(Records shown):
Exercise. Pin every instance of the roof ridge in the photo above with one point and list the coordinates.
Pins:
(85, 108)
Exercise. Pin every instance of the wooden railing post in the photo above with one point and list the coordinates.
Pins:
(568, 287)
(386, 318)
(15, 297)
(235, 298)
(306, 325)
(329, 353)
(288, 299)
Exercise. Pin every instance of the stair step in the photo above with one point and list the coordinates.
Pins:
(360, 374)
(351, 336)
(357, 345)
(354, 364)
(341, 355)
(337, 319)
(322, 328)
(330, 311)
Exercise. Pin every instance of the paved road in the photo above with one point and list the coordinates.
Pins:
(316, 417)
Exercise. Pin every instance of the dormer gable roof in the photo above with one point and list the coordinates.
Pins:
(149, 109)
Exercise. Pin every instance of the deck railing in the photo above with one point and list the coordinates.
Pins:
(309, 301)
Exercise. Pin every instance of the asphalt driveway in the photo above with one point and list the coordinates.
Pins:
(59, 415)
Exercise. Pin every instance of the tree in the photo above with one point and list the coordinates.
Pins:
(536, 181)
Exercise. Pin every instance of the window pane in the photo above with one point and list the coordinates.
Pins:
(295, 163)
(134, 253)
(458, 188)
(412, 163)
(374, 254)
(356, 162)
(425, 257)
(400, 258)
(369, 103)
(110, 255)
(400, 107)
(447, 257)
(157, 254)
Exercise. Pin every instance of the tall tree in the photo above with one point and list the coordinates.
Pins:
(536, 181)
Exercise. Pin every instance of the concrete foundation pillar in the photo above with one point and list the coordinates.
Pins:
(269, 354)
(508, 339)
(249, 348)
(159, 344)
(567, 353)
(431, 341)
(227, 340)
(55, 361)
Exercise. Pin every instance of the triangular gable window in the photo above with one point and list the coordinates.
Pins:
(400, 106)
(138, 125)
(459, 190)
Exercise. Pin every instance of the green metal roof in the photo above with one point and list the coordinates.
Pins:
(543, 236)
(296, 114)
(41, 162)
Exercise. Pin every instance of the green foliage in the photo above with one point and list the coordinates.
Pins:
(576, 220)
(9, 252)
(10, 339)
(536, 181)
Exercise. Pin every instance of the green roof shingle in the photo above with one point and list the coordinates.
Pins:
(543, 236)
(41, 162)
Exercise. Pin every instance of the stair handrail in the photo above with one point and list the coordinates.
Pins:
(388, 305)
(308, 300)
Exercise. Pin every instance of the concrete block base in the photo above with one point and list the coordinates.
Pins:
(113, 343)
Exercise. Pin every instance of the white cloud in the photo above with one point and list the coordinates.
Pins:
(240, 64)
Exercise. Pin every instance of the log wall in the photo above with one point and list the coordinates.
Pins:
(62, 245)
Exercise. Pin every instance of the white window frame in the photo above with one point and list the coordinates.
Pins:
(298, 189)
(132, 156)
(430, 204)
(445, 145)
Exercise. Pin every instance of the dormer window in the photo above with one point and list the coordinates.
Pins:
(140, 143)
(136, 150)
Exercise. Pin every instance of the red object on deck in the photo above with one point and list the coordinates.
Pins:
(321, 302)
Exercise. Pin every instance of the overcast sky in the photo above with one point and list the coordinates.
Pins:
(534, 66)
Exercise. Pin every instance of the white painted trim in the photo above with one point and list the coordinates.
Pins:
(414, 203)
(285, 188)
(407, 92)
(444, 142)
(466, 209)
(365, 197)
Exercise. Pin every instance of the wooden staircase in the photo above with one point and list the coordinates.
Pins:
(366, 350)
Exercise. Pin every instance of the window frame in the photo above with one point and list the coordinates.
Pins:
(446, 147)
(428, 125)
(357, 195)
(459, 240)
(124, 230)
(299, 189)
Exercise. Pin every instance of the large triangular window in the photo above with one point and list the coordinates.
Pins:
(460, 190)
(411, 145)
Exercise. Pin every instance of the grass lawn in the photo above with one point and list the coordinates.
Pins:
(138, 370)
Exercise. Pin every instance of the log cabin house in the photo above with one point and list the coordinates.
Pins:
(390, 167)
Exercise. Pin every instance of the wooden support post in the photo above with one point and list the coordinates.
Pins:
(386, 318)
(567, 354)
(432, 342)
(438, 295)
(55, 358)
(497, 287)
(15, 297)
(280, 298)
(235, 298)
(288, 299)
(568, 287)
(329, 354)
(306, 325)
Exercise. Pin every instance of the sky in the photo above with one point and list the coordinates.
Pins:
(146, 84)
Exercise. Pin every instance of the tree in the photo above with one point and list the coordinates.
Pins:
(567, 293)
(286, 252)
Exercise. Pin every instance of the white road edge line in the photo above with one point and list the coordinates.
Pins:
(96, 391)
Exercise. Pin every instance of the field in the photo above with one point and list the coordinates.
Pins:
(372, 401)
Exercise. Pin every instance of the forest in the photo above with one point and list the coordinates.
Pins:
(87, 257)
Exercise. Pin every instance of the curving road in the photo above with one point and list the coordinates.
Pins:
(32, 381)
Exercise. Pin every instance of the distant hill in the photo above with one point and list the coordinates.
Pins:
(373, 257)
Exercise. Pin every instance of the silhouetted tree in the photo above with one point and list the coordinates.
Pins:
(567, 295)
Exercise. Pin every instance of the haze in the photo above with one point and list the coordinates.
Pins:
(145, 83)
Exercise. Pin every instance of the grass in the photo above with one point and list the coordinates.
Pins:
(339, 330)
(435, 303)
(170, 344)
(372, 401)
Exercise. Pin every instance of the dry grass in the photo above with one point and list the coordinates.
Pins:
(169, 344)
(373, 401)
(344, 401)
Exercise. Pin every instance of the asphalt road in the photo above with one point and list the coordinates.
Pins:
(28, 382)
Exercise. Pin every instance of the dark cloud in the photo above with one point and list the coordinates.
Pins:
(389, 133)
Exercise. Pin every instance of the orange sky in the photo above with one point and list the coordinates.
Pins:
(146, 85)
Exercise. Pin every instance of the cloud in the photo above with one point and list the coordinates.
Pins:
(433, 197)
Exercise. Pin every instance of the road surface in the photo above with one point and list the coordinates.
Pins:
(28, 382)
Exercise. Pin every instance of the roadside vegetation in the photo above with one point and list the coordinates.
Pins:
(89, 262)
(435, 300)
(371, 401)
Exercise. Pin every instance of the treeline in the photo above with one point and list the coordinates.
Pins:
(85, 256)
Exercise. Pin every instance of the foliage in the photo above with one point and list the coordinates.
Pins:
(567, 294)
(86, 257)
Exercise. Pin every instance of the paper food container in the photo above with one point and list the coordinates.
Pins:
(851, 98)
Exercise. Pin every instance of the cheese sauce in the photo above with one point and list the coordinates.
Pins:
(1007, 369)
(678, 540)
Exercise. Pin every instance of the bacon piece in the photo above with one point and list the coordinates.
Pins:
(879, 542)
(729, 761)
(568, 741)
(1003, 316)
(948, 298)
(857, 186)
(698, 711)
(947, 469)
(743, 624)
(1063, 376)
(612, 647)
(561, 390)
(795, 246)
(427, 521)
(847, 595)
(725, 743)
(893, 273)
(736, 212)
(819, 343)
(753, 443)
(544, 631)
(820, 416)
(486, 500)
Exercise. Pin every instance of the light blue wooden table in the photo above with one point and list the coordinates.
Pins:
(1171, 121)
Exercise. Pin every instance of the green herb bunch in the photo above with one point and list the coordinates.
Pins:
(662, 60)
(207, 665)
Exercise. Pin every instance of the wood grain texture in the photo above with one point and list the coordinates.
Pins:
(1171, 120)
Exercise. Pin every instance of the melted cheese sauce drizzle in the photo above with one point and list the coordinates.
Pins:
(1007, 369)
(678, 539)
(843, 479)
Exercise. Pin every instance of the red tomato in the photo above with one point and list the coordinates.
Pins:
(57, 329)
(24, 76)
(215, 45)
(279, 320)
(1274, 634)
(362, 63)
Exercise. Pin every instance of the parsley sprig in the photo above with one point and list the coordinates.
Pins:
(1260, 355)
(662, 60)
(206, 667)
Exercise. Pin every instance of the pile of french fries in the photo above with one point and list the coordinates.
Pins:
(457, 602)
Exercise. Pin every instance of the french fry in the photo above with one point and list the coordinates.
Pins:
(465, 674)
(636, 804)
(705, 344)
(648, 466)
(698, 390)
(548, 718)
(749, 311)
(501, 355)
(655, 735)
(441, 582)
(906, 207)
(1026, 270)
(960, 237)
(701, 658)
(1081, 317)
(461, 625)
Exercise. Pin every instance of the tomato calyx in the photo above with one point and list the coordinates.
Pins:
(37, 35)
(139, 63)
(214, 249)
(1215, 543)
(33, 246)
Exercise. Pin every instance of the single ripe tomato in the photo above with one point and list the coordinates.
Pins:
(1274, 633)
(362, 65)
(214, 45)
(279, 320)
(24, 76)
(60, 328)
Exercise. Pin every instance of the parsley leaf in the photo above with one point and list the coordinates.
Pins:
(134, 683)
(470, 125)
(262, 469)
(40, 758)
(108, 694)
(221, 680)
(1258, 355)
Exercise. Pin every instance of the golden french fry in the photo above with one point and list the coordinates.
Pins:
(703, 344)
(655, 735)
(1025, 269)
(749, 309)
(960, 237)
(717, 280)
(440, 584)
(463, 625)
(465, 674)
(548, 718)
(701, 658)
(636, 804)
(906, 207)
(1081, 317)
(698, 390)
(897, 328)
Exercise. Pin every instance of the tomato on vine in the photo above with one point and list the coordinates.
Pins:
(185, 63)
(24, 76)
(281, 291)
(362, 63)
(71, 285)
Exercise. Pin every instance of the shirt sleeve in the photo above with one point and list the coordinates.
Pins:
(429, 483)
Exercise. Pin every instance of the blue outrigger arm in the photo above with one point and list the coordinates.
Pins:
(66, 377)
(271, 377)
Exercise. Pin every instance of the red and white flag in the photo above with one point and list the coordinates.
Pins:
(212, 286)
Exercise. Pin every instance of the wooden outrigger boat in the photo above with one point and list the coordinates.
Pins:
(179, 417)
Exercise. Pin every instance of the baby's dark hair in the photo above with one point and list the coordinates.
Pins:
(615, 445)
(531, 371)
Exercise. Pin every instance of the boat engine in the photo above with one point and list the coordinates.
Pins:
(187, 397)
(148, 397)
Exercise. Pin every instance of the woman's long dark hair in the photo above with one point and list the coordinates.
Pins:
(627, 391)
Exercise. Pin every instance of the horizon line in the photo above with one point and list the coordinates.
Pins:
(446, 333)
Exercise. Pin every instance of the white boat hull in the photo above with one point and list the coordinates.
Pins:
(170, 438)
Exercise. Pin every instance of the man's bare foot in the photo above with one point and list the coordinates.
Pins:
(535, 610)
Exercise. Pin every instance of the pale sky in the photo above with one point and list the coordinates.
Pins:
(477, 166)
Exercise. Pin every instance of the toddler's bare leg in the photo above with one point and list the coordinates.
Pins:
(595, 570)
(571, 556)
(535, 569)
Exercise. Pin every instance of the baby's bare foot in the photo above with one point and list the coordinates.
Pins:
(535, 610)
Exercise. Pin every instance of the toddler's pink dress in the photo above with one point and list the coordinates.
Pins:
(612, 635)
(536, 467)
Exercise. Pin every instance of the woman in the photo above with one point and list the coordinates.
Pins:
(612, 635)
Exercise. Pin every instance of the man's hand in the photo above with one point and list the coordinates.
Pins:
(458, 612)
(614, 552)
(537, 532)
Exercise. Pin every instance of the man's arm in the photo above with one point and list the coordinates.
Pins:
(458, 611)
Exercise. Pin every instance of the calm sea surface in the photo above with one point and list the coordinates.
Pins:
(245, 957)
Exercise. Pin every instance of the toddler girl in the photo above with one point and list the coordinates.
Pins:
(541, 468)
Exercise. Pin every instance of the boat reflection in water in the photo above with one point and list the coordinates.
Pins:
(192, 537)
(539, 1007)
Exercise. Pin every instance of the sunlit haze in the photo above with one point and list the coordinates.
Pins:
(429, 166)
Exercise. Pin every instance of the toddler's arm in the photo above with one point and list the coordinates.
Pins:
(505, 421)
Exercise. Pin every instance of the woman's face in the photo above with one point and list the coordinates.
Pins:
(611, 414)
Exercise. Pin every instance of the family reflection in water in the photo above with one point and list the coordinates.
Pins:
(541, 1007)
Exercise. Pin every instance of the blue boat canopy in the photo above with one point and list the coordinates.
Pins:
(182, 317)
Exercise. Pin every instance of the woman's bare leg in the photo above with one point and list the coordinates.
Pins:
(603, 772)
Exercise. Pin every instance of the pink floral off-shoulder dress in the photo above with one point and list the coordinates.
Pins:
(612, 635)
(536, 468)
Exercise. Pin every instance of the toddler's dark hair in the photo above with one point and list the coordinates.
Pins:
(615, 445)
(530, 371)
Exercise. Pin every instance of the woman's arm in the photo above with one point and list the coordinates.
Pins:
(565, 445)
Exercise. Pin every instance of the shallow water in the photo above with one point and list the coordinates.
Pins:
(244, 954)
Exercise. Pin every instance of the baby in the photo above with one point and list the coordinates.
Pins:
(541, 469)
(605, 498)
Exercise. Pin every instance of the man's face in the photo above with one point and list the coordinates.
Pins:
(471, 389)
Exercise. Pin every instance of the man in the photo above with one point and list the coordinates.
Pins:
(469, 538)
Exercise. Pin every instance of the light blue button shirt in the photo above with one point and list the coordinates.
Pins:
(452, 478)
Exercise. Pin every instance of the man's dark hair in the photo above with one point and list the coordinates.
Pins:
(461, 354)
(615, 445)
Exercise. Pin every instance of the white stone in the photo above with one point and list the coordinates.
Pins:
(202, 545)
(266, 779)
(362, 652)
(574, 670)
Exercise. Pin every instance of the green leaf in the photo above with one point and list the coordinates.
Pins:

(Exercise instructions):
From the line holding "Exercise. Pin every instance of the man's face" through the last line above, reproduce each line exactly and add nothing.

(Problem solution):
Exercise. Pin every instance of the man's face in the photo above with one point and list the coordinates.
Pins:
(471, 389)
Exercise. Pin every instance of the man in the photo above with one point and list the coordinates.
Pins:
(469, 538)
Exercise. Pin every instance of the light blue button shirt in the photo above with one point and list the coordinates.
Pins:
(452, 478)
Exercise. Pin every instance of the man's dark hair in the photo above with one point and list the coordinates.
Pins:
(461, 354)
(615, 445)
Exercise. Pin every instance of the white stone in the photo above with one point and list the coordinates.
Pins:
(202, 545)
(266, 779)
(362, 652)
(574, 670)
Exercise. Pin every instance of the green leaf in the photo above with one point and list the coordinates.
Pins:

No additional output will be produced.